*GIVEN TASK A*.
In the text about the Swedish serial Kråkguldet, what does Staffan find while playing in a disused mine?

- Genre: Thriller (for children)
- Created by: Leif Krantz Olle Mattsson
- Starring: Staffan Hallerstam Stefan Feierbach Maria Lindberg Helena Reuterblad Arne Källerud Åke Grönberg
- Opening theme: "Balladen om kråkguldet" by Thorstein Bergman
- Country of origin: Sweden
- Original language: Swedish
- No. of episodes: 6

Production
- Executive producer: Olle Nordemar
- Production locations: Grythyttan, Västmanland
- Running time: 27 minutes (per episode)
- Production companies: Nord Art AB Sveriges Radio

Original release
- Network: Sveriges Radio
- Release: 1969

= Kråkguldet =

Kråkguldet ("Crows Gold", literally "The Crow-Gold") is a Swedish television drama serial from 1969, directed by Leif Krantz and Olle Mattsson.

== Plot synopsis ==
The story takes place during the weeks before Christmas, in the small mining town of fictitious Granhyttan in Bergslagen, Sweden. One day, a suspicious couple, Signe and Orvar, arrives in the small town and retires in an abandoned hut. Nobody knows what they are up to; but strange things starts to happen as Staffan finds a gold-nugget while playing in a disused mine at Kråkberget ("Crow Mountain", literally "The Crow-Mountain") during a skiing trip with his schoolmates. Staffan believes that the nugget is a part of Skarp-Erik's gold, as his grandpa had told exciting stories about. The news about the gold discovery spread quickly and Staffan and his friends are soon pursued by curious schoolmates, school-staff and also the mysterious strangers. All this happens as the students are rehearsing for the nativity play before Christmas break.

*Source data*.
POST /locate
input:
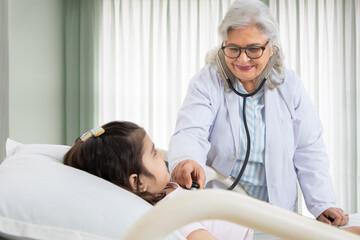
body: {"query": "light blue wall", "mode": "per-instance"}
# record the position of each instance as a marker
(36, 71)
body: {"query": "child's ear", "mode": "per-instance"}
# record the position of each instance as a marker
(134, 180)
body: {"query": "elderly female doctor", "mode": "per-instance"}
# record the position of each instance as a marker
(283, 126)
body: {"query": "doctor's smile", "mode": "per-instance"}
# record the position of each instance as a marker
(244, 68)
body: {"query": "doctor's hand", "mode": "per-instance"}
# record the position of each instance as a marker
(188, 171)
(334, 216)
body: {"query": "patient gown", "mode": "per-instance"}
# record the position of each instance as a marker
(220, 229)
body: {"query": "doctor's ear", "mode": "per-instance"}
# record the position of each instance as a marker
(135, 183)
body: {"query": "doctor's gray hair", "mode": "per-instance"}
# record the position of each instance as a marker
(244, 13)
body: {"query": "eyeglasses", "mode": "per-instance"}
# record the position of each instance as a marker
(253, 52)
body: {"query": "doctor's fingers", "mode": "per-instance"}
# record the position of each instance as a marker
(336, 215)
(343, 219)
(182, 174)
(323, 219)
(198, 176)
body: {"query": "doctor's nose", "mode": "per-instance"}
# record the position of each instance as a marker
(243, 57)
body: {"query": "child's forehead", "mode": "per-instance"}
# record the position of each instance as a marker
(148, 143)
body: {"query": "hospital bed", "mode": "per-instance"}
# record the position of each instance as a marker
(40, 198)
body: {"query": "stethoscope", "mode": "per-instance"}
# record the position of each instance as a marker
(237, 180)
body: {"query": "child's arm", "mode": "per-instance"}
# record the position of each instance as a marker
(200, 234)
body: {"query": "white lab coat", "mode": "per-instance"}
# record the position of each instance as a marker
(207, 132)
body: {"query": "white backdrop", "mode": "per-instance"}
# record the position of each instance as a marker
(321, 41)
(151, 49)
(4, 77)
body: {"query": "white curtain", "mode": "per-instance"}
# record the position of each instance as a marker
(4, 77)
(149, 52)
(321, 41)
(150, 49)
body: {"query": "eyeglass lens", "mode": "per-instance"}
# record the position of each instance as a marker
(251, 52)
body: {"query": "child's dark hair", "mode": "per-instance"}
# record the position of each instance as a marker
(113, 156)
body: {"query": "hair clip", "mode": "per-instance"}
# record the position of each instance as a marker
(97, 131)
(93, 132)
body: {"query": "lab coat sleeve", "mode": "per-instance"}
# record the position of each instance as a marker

--

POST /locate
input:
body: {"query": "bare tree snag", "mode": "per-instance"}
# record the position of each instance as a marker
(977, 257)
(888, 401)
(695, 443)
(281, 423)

*GIVEN TASK B*.
Count the lines of the source data above that contain the string "white" and reply with only that number.

*EXERCISE SOLUTION A*.
A gold nugget.

*EXERCISE SOLUTION B*.
3